→ ACTIVITY 1:
In the DIRTT article, reproduce word for word the passage that begins at the words "The year ahead" and stops after "international distribution partners.".
→ ACTIVITY 2:
Summarize the DIRTT article in two sentences.

→ PAGE EXTRACT:
The year ahead will continue to be a challenge for DIRTT Environmental Solutions (DIRTT Environmental Solutions Stock Quote, Chart, News TSX:DRT), according to Neil Linsdell of iA Capital Markets who nonetheless sees the company to be slowly finding traction again. In a Friday report, Linsdell upgraded DIRTT from a “Sell” to a “Hold” rating and raised his target price from $1.65/share to $2/share for an implied loss of 8.7 per cent.
Founded in 2003 and headquartered in Calgary, DIRTT Environmental Solutions designs, manufactures and installs prefabricated interior construction solutions used primarily in commercial spaces across various industries and businesses in the United States, Canada and internationally through a network of international distribution partners.
Linsdell’s latest analysis comes after the company released its financial results for the fourth quarter of its 2021 fiscal year which were headlined by revenue of $42.9 million to produce a small beat in relation to the iA projection of $41.4 million and the consensus estimate of $41.3 million and coming in slightly ahead of the $42.2 million the company reported in the same quarter of 2020.
On the flip side, the company’s gross margin for the quarter dropped from 32 per cent to 25.3 per cent, primarily on account of higher input costs and underutilized capacity. Meanwhile, the company’s adjusted EBITDA was another miss for the quarter at a $9.7 million loss, well off the iA projection of a $5.9 million loss and the consensus estimate of a $7.1 million loss.
DIRTT is in the midst of an organizational restructure in which the company is looking to save $15.2 million annually, including $10 million in reduced operating expenses and $5.2 million in reduction to cost of goods sold by reallocating some of its manufacturing process and closing its Phoenix plant.
“We started a process several months ago at the board, which took on greater urgency following our third quarter,” said Todd Lillibridge, interim Chief Executive Officer of DIRTT in the company’s February 23 press release. “We have had the advantage of being able to capitalize on our directors’ rich, multi-disciplinary experience in the verticals in which we operate and the technology that drives our business.”

→ INFORMATION SHOWN:
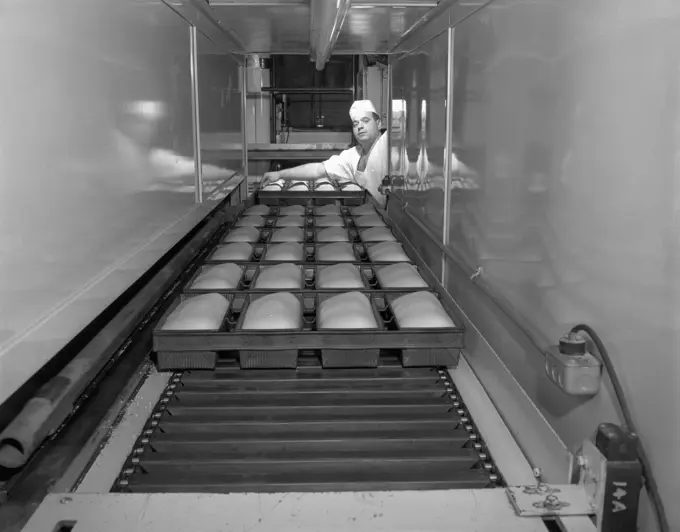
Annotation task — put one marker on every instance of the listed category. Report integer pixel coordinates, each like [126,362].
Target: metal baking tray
[231,337]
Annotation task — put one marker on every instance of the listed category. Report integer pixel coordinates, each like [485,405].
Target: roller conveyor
[309,429]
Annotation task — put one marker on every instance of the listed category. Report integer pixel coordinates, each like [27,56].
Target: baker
[365,163]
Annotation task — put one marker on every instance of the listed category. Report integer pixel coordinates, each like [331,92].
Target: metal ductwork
[327,18]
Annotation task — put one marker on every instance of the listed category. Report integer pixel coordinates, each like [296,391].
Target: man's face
[365,127]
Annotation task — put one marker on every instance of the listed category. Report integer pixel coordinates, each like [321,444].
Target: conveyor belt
[309,429]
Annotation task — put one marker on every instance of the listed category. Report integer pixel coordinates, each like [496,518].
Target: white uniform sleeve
[342,166]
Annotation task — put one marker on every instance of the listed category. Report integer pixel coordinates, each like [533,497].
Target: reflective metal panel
[96,160]
[417,139]
[272,27]
[219,88]
[566,136]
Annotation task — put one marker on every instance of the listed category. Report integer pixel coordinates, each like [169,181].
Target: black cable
[648,477]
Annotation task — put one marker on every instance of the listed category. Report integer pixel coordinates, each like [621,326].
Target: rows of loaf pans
[260,252]
[251,270]
[310,211]
[310,236]
[230,336]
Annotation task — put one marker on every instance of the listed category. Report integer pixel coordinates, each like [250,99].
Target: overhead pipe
[327,19]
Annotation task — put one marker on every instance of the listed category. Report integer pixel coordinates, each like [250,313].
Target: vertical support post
[389,117]
[195,116]
[448,147]
[244,117]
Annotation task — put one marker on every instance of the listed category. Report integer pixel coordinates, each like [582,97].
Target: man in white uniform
[365,163]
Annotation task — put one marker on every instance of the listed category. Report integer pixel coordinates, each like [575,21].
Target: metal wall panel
[97,163]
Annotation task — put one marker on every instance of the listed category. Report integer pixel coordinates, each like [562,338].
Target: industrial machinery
[502,408]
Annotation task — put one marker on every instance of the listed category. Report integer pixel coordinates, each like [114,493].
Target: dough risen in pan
[291,220]
[377,234]
[420,310]
[346,311]
[386,252]
[288,234]
[329,220]
[219,277]
[250,221]
[204,312]
[336,252]
[279,277]
[327,209]
[339,276]
[400,275]
[272,312]
[261,210]
[362,210]
[332,234]
[369,220]
[291,209]
[241,251]
[288,251]
[243,234]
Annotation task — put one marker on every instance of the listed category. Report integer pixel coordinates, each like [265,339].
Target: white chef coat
[344,167]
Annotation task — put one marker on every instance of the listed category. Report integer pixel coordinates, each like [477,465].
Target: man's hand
[269,177]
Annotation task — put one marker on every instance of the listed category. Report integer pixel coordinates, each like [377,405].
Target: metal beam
[199,14]
[448,13]
[327,18]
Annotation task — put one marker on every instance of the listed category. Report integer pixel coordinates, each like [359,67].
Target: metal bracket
[543,500]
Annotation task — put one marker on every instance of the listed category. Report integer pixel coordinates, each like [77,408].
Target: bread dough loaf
[332,234]
[274,186]
[273,312]
[291,209]
[291,220]
[329,220]
[250,221]
[243,234]
[387,252]
[400,275]
[260,210]
[336,252]
[279,277]
[369,220]
[288,234]
[363,210]
[298,185]
[346,311]
[219,277]
[289,251]
[420,310]
[204,312]
[240,251]
[339,276]
[377,234]
[327,209]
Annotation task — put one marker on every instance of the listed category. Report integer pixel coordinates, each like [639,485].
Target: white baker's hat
[362,107]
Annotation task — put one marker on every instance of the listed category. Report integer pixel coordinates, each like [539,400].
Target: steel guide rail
[312,429]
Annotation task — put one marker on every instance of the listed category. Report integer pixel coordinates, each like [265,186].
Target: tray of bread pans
[309,279]
[230,336]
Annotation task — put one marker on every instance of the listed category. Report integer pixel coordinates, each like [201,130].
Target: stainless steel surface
[327,19]
[244,120]
[195,113]
[283,27]
[563,227]
[538,440]
[441,511]
[97,159]
[436,22]
[450,81]
[207,26]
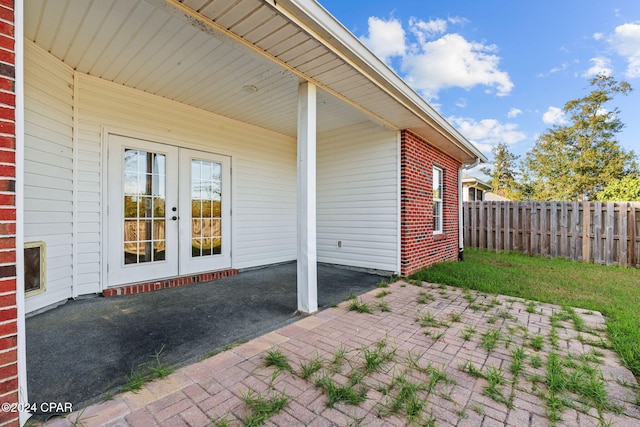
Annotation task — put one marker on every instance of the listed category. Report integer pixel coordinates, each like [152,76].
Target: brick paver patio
[445,357]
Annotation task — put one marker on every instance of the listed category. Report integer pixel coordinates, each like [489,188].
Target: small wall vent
[34,267]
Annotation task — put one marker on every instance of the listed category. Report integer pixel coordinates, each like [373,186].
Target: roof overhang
[242,59]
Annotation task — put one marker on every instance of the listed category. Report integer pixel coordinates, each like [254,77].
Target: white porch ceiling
[205,53]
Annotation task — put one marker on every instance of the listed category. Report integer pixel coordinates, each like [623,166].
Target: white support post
[307,257]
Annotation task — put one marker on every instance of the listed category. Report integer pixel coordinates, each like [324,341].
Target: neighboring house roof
[493,197]
[471,181]
[243,60]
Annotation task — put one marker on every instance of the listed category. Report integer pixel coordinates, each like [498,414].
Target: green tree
[626,189]
[503,172]
[578,160]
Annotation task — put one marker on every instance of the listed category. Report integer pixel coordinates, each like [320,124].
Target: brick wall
[8,308]
[420,247]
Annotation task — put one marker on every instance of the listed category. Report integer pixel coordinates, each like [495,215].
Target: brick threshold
[154,285]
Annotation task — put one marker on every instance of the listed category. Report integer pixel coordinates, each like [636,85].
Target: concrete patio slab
[427,355]
[83,350]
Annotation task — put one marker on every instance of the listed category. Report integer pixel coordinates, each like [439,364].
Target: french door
[168,211]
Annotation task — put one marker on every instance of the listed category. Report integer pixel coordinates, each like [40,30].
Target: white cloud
[514,112]
[626,42]
[386,38]
[601,66]
[453,61]
[437,60]
[554,116]
[487,133]
[427,30]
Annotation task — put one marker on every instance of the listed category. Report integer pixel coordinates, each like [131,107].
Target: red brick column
[419,246]
[8,283]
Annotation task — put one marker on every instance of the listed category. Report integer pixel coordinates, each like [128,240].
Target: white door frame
[188,263]
[178,182]
[118,273]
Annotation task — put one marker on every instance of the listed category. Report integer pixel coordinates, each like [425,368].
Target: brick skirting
[138,288]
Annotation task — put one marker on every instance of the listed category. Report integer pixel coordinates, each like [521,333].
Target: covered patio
[82,351]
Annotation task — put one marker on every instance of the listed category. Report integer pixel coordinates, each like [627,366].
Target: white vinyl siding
[263,166]
[48,171]
[358,197]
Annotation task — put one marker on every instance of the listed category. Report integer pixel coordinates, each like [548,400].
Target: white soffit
[211,54]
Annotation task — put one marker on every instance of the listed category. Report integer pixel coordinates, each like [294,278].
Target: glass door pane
[206,208]
[144,183]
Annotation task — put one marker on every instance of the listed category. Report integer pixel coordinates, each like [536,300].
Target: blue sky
[502,71]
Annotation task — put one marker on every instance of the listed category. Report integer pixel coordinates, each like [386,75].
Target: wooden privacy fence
[602,233]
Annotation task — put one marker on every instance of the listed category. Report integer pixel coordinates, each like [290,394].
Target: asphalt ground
[82,351]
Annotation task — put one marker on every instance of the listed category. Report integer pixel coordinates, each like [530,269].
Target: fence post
[564,225]
[575,230]
[623,240]
[586,232]
[597,233]
[633,225]
[483,226]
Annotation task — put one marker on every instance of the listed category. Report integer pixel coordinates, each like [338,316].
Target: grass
[147,372]
[378,357]
[613,291]
[261,408]
[336,393]
[310,367]
[278,360]
[359,306]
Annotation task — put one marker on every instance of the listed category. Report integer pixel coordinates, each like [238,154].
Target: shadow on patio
[78,352]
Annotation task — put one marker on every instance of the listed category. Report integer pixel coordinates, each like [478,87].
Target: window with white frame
[437,200]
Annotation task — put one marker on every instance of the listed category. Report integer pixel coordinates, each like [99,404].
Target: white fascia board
[343,42]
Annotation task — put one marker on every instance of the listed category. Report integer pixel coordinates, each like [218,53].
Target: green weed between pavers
[147,372]
[261,408]
[613,291]
[220,350]
[278,360]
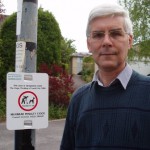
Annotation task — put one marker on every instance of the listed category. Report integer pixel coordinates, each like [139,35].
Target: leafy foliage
[140,16]
[49,39]
[60,84]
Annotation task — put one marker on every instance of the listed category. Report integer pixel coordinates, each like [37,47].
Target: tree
[49,39]
[66,50]
[48,43]
[140,16]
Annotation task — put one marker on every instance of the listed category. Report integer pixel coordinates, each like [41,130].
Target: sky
[71,16]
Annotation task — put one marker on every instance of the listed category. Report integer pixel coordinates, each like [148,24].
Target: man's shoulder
[82,90]
[140,78]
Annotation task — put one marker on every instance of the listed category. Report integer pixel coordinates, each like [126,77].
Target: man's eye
[116,34]
[98,35]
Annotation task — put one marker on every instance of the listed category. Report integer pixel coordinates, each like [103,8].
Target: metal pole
[25,139]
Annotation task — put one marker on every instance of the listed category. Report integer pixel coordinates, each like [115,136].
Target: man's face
[109,43]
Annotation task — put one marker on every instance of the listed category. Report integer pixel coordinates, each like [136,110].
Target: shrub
[60,84]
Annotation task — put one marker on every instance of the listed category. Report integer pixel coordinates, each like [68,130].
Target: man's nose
[107,40]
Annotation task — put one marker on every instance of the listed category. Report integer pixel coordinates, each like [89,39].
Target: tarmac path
[46,139]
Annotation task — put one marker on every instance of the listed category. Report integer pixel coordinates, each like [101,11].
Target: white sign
[20,56]
[19,16]
[27,100]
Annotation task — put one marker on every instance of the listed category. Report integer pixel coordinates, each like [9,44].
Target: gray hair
[107,10]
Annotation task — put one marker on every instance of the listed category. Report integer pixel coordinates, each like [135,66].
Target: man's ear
[130,41]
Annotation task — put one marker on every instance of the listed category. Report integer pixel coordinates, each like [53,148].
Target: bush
[60,85]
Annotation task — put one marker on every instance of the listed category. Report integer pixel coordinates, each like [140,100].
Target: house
[77,63]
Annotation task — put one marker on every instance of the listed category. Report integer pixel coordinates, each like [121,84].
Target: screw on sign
[28,101]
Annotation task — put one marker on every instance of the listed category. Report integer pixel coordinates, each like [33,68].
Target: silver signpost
[26,62]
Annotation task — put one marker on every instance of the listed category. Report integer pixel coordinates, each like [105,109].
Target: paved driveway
[46,139]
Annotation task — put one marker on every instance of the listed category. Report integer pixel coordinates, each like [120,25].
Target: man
[113,111]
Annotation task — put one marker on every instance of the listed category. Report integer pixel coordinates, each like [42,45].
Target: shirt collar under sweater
[123,77]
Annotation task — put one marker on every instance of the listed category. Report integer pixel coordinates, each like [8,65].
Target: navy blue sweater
[109,118]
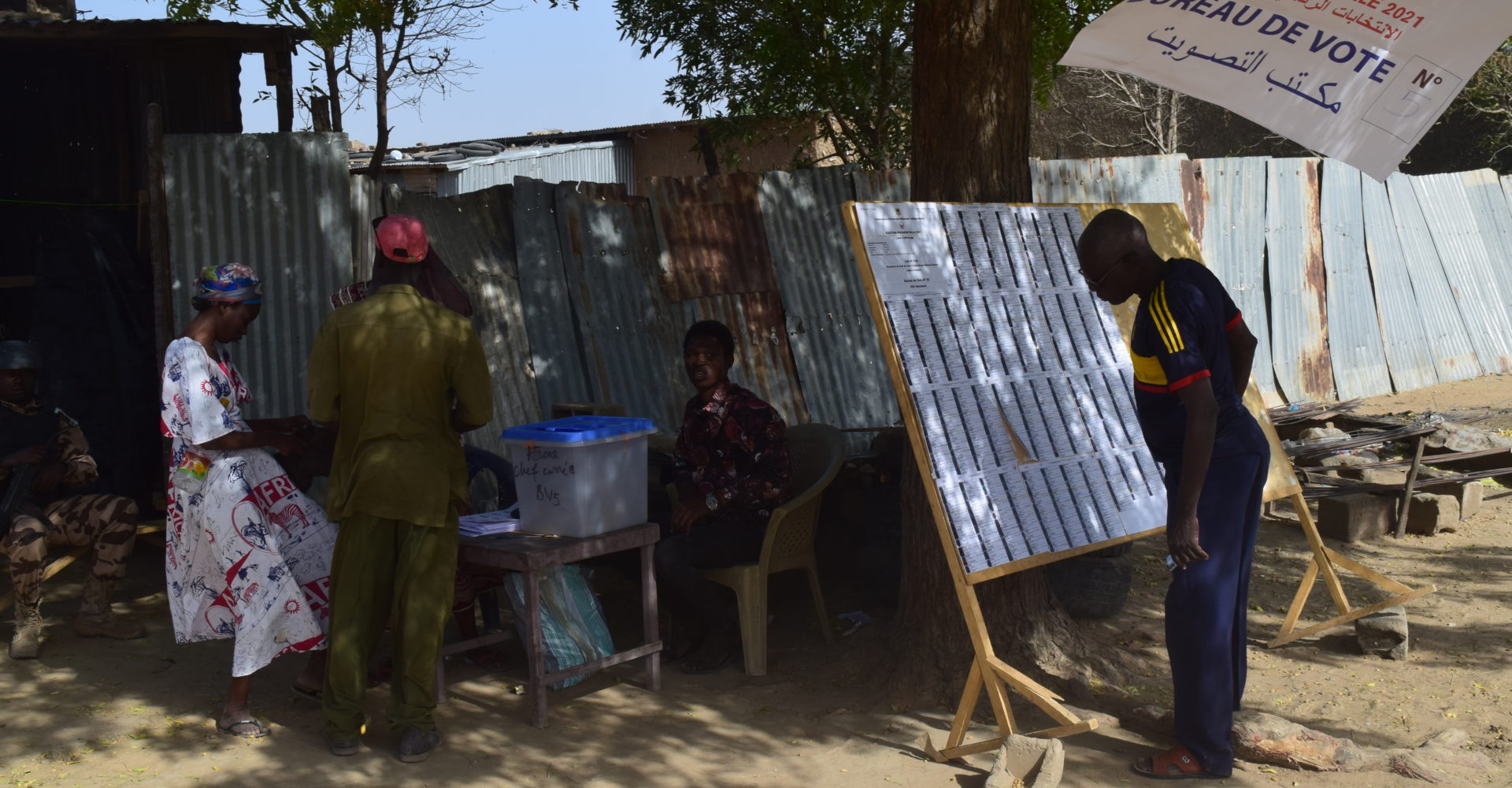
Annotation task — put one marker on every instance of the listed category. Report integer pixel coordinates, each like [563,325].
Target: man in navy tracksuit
[1191,356]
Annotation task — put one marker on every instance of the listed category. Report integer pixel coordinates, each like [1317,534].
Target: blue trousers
[1207,605]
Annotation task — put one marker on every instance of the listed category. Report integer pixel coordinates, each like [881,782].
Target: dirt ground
[102,714]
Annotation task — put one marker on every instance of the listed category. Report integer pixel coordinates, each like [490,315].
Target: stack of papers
[491,522]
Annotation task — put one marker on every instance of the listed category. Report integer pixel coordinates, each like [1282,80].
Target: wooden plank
[151,526]
[1295,248]
[1301,598]
[619,658]
[1351,616]
[1354,329]
[649,622]
[965,593]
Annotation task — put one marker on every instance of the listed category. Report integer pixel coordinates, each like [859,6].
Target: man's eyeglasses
[1098,281]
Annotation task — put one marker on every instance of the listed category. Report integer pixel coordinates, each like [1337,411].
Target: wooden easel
[143,530]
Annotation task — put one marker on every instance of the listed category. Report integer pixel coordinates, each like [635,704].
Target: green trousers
[397,572]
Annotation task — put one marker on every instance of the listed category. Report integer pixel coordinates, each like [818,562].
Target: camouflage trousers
[108,522]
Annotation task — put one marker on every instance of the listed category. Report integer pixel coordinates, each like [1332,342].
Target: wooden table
[532,556]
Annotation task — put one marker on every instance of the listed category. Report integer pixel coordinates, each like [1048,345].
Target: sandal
[710,658]
[248,728]
[1173,764]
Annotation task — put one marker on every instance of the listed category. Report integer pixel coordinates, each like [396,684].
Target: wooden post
[158,230]
[1406,493]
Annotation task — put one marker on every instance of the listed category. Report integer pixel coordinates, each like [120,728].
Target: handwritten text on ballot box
[580,477]
[1018,375]
[1360,80]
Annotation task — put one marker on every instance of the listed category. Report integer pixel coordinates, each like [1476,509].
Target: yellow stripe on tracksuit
[1165,324]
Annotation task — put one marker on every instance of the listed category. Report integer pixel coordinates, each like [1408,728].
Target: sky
[537,69]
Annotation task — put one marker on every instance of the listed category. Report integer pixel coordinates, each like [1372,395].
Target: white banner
[1360,80]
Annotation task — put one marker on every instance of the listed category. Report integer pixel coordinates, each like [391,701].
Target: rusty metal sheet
[1354,329]
[1403,332]
[831,330]
[764,360]
[1472,236]
[711,235]
[475,236]
[282,205]
[1228,200]
[1446,333]
[631,333]
[1295,250]
[1122,179]
[550,314]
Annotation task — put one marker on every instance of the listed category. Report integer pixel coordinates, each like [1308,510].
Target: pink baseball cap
[401,238]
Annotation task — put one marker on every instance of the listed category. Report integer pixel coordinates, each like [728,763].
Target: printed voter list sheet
[1020,377]
[906,245]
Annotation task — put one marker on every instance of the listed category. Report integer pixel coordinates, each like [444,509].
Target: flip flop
[491,661]
[708,660]
[259,730]
[1173,764]
[306,692]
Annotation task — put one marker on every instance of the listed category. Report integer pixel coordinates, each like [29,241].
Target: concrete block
[1033,763]
[1470,496]
[1432,513]
[1384,634]
[1358,516]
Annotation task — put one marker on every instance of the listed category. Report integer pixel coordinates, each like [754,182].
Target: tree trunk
[971,143]
[971,100]
[380,105]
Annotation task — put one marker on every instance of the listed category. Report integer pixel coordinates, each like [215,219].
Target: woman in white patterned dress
[248,554]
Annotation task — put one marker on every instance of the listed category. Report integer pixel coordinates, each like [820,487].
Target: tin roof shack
[76,277]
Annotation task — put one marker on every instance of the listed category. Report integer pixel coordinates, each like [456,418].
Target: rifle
[24,477]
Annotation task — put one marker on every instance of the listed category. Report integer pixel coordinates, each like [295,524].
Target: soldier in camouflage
[34,433]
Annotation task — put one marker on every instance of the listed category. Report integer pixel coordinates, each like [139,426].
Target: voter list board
[1018,374]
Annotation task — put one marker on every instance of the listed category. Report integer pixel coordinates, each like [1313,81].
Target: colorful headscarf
[230,283]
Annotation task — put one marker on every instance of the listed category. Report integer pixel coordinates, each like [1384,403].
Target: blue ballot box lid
[580,430]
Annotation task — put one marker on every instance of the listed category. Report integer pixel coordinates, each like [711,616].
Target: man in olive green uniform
[401,377]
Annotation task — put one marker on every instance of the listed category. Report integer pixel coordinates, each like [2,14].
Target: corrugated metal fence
[584,291]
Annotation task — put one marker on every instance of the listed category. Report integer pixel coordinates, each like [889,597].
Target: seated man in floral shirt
[731,472]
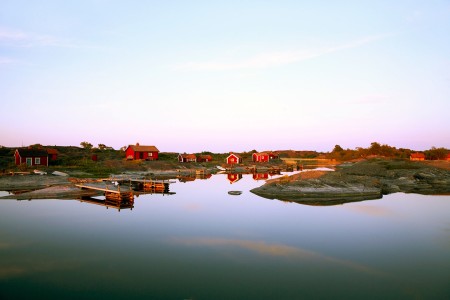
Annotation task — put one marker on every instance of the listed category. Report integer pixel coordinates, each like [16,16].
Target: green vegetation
[89,161]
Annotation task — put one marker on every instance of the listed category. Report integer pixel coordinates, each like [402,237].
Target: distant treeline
[76,156]
[377,149]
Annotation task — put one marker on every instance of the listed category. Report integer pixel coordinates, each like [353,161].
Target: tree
[86,145]
[375,148]
[337,148]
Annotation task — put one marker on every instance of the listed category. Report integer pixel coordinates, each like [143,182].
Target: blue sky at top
[221,76]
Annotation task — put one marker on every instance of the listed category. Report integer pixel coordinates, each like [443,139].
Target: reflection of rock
[360,181]
[319,195]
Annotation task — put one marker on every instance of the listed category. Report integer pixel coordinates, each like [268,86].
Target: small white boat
[235,193]
[58,173]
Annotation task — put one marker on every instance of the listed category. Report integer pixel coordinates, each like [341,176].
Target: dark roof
[238,156]
[32,152]
[139,148]
[188,156]
[52,151]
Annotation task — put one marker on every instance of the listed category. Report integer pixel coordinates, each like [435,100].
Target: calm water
[202,243]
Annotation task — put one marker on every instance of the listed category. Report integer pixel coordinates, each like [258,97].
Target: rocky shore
[358,181]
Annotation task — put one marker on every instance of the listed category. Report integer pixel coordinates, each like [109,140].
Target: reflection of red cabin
[31,157]
[52,154]
[234,177]
[260,176]
[417,156]
[187,157]
[260,157]
[273,155]
[141,152]
[233,159]
[204,158]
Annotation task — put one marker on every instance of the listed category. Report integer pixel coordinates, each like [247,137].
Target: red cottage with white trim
[204,158]
[234,177]
[141,152]
[260,176]
[273,155]
[233,159]
[417,156]
[260,157]
[187,157]
[31,157]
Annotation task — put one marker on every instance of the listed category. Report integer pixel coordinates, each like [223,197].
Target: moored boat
[236,193]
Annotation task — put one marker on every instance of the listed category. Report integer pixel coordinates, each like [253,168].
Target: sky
[192,76]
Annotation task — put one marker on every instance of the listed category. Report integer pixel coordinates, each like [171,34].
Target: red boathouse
[233,159]
[31,157]
[141,152]
[260,157]
[187,157]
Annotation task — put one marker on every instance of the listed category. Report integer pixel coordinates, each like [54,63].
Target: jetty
[114,195]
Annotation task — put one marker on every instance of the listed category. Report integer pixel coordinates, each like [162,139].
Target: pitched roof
[140,148]
[417,155]
[261,153]
[52,151]
[25,152]
[238,156]
[188,156]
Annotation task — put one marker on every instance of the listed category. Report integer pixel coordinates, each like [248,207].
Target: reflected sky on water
[202,243]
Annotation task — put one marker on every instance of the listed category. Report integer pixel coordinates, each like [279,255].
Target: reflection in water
[117,204]
[234,177]
[264,248]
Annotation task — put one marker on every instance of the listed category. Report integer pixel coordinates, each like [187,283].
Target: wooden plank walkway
[110,194]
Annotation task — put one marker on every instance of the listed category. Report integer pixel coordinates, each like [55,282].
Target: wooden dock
[144,185]
[111,194]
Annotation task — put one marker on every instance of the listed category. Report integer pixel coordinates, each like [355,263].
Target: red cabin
[204,158]
[260,176]
[141,152]
[52,154]
[31,157]
[233,159]
[260,157]
[273,155]
[234,177]
[417,156]
[187,157]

→ YOUR SOLUTION 1:
The year ahead will continue to be a challenge for DIRTT Environmental Solutions (DIRTT Environmental Solutions Stock Quote, Chart, News TSX:DRT), according to Neil Linsdell of iA Capital Markets who nonetheless sees the company to be slowly finding traction again. In a Friday report, Linsdell upgraded DIRTT from a “Sell” to a “Hold” rating and raised his target price from $1.65/share to $2/share for an implied loss of 8.7 per cent.
Founded in 2003 and headquartered in Calgary, DIRTT Environmental Solutions designs, manufactures and installs prefabricated interior construction solutions used primarily in commercial spaces across various industries and businesses in the United States, Canada and internationally through a network of international distribution partners.

→ YOUR SOLUTION 2:
Neil Linsdell of iA Capital Markets upgraded DIRTT Environmental Solutions from "Sell" to "Hold" and raised his target price to $2 per share after fourth-quarter revenue of $42.9 million slightly beat estimates, though gross margin fell to 25.3 per cent and adjusted EBITDA missed at a $9.7 million loss. The Calgary-based maker of prefabricated interior construction solutions is restructuring to save $15.2 million annually, partly by closing its Phoenix plant.